Page:
────
What Happens When I Sudo Bash -C

What happens when I sudo bash -c?

sudo switches users and then executes bash, passing it the other arguments. bash running as the new user runs the command in the argument after -c.

How can I allow bash -c for sudoers (followed by multiple commands)?

At least with my sudo (OS X 10.9, sudo 1.7.10p7), quote marks in the /etc/sudoers are matched literally. That is, specifying

/bin/bash -c "echo foo && echo bar"

means that the users literally have to run

sudo /bin/bash -c '"echo foo && echo bar"'

i.e. the quote marks have to be passed to the program.

Therefore, all you have to do is just drop the quote marks in /etc/sudoers:

%wheel myhostname =NOPASSWD: /bin/bash -c echo foo && echo bar

While this looks kind of weird, it completely works on my machine: users can execute /bin/bash -c "echo foo && echo bar" without a password. This works because, according to man sudoers, the only characters that must be escaped are ',', ':', '=' and '\'.

Note that this implies that sudo is basically concatenating all the command-line args together with only spaces to determine a match: users can also execute /bin/bash -c "echo foo" "&&" "echo bar". Therefore, you must take care that none of the arguments could individually be a security risk (e.g. that foo, && and bar aren't things that could be used to exploit your computer).
────
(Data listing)

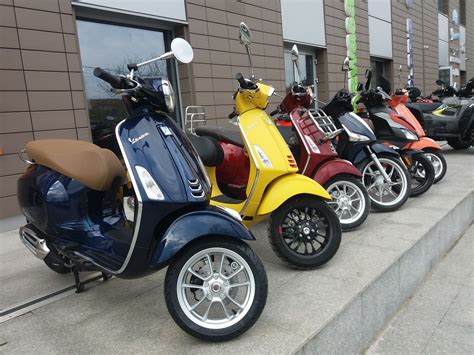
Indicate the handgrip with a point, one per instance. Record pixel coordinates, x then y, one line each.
240 78
114 80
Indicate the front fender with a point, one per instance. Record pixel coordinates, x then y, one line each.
424 143
193 225
287 186
377 148
334 167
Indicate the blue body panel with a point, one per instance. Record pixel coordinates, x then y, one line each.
194 225
377 148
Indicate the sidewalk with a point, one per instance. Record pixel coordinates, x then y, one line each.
338 308
439 318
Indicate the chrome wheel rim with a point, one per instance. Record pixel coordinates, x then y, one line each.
216 288
436 162
348 201
385 193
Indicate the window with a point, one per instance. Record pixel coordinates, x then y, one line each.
462 12
379 67
443 6
307 66
112 47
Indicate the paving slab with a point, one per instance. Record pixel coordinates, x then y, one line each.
439 317
338 308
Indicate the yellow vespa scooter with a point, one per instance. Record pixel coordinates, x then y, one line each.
303 230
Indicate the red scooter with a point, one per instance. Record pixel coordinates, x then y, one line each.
309 136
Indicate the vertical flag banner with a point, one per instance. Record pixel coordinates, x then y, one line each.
351 47
411 72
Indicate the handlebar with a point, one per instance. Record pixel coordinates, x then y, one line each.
114 80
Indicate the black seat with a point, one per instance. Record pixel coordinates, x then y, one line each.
227 135
286 132
425 107
208 148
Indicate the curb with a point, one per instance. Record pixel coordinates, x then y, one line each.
361 320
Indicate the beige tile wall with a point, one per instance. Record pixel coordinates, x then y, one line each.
213 32
41 91
424 15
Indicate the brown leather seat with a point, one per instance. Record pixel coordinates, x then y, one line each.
85 162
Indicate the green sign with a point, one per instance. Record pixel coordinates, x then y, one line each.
349 8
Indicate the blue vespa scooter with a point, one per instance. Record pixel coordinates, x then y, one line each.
73 194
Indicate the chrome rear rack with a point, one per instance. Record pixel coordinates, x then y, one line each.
324 122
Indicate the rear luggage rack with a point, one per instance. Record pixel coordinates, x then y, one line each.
196 188
324 122
194 116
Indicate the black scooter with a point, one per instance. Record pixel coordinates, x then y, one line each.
72 196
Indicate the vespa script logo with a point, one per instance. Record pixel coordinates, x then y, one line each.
135 140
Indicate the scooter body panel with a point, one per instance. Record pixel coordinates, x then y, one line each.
286 187
192 226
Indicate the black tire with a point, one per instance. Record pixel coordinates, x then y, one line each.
56 262
190 326
364 205
331 238
441 160
376 204
456 143
421 171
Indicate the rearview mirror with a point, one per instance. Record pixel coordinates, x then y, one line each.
182 50
294 53
245 36
345 65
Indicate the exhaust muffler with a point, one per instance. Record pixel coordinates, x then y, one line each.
33 243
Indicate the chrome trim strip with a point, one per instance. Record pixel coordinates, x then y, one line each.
304 143
140 207
257 168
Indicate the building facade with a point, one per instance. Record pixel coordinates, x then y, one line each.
48 49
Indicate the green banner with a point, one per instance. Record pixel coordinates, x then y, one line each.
351 46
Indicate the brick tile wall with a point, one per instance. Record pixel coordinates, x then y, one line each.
424 15
213 32
41 94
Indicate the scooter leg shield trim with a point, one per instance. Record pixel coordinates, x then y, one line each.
287 187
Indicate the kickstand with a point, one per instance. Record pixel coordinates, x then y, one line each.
77 280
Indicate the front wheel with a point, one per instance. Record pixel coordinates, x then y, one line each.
421 174
350 201
216 289
386 195
305 232
439 163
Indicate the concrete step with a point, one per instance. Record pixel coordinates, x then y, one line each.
339 308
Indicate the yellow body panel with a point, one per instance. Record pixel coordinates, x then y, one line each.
286 187
272 179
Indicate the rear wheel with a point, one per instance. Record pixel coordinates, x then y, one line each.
421 175
386 195
350 201
439 163
305 232
457 143
216 289
56 262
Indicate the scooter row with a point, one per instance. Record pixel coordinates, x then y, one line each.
172 205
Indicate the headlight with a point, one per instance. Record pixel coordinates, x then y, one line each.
410 135
355 137
149 185
168 94
263 157
231 212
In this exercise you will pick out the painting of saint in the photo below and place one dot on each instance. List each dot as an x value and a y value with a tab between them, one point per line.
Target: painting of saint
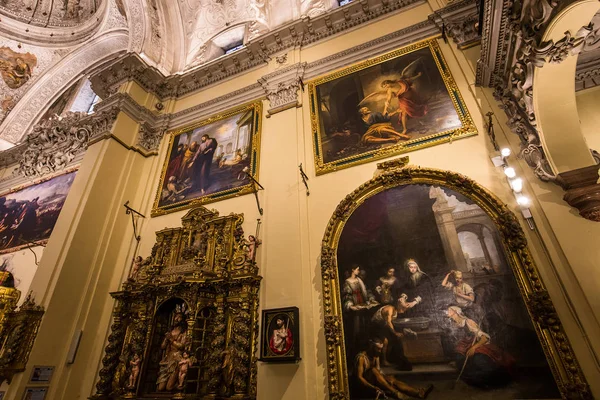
211	160
28	215
280	340
281	337
388	105
16	68
421	321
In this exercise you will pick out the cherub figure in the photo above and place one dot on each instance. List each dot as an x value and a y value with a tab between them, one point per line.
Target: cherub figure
184	364
401	87
135	370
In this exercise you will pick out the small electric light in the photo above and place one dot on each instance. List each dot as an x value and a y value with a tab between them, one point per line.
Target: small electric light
523	201
510	172
517	185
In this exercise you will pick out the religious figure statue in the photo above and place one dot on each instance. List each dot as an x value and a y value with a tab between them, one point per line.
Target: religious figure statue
173	346
253	244
135	268
185	363
135	371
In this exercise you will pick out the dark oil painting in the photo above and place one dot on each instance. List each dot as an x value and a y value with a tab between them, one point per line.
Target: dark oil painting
280	341
430	305
401	101
28	215
211	160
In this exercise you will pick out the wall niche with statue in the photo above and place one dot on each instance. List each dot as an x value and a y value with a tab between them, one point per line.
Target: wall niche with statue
185	323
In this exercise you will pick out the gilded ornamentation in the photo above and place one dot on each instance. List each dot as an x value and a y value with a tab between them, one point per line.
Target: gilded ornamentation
189	284
18	331
379	123
570	379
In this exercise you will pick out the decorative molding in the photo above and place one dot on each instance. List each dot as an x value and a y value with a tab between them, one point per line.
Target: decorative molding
37	99
54	144
255	53
282	88
582	191
460	21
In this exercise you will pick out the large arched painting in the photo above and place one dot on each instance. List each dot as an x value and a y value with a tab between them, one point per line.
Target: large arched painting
426	300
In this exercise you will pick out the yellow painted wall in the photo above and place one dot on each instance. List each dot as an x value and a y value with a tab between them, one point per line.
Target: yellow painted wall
91	249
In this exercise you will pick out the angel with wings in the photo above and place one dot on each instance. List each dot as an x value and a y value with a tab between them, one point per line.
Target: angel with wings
403	89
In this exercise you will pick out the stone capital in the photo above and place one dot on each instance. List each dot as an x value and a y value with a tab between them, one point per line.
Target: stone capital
281	88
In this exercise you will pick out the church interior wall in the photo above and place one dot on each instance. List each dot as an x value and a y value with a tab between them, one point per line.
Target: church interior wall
92	245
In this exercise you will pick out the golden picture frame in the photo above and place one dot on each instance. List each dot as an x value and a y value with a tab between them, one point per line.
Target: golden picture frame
398	102
198	171
46	196
546	329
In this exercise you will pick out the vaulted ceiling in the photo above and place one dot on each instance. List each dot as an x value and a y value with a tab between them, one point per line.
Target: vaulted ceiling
50	13
211	27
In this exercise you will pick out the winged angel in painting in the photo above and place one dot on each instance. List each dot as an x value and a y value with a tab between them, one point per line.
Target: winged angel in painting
402	89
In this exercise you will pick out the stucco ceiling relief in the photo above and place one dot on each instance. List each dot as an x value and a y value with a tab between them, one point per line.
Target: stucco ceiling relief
50	13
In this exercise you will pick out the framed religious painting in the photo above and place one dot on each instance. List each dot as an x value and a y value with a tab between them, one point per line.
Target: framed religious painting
429	291
280	340
211	160
391	104
28	213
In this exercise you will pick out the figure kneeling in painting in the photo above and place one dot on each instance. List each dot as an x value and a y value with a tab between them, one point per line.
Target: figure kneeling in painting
369	377
483	363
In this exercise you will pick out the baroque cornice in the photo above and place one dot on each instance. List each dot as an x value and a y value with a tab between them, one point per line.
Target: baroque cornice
57	143
282	86
20	28
53	145
460	21
256	53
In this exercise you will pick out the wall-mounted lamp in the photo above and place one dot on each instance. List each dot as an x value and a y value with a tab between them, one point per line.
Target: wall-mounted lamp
────
Task list:
[A] Decide whether each of the following statements agrees with the text on sudo bash -c: (i) with the sudo version described, quote marks in /etc/sudoers are matched literally; (ii) according to man sudoers, the semicolon is among the characters that must be escaped; (iii) the sudoers entry shown still requires users to enter a password. For each one, answer yes or no and quote the deciding words of the text.
[B] Render this sentence from the text on sudo bash -c in French: "sudo switches users and then executes bash, passing it the other arguments."
[C] Extend the text on sudo bash -c beyond its final sentence.

Responses:
[A]
(i) Yes: "quote marks in the /etc/sudoers are matched literally"
(ii) No: "the only characters that must be escaped are ',', ':', '=' and '\'."
(iii) No: "users can execute /bin/bash -c "echo foo && echo bar" without a password"

[B] sudo change d'utilisateur, puis exécute bash en lui transmettant les autres arguments.

[C]
Echo variable using sudo bash -c 'echo $myVariable' - bash script

1. You're not exporting the variable into the environment so that it can be picked up by subprocesses.

2. You haven't told sudo to preserve the environment.

\

finalString="Hello\nWorld"
export finalString
sudo -E bash -c 'echo -e "$finalString"'

Alternatively, you can have the current shell substitute instead:

finalString="Hello\nWorld"
sudo bash -c 'echo -e "'"$finalString"'"'

Running a command with bash -c vs without

cat test.txt in the shell tells it to execute the command cat with the argument test.txt

bash -c "cat text.txt" tells it to execute the command bash with the arguments -c and cat test.txt. The latter obviously ends up repeating what was stated above once the new shell instance has been loaded.

(I believe Bash has some internal optimizations to somewhat simplify what actually happens when you ask it to run a second copy of itself, but I guess that's beside the point here really.)

There are situations where you need to specify a single command for some reason (maybe a hook in another program lets you run a command, but only one) and you need to run more than one command; or when you want to use shell features like redirection or wildcard expansion in a separate shell instance.

sudo bash -c "whoami; test [ -w / ] && echo 'Fun to be privileged!'"
sudo bash -c 'echo 1 >/proc/privileged/something'  # though see also "sudo tee"
find . -name '*.txt' -exec bash -c 'mv "$1" "${1/.txt/.csv}"' _ {} \;

The final example uses the Bash-only parameter expansion ${variable/pattern/replacement} to change .txt to .csv; neither find nor mv has any facility for doing this sort of replacement, so calling a shell to do it is easy and convenient (though maybe first check if you have a rename command which would be able to do it in a single simple command like rename '/\.txt$/.csv/' **/*.txt)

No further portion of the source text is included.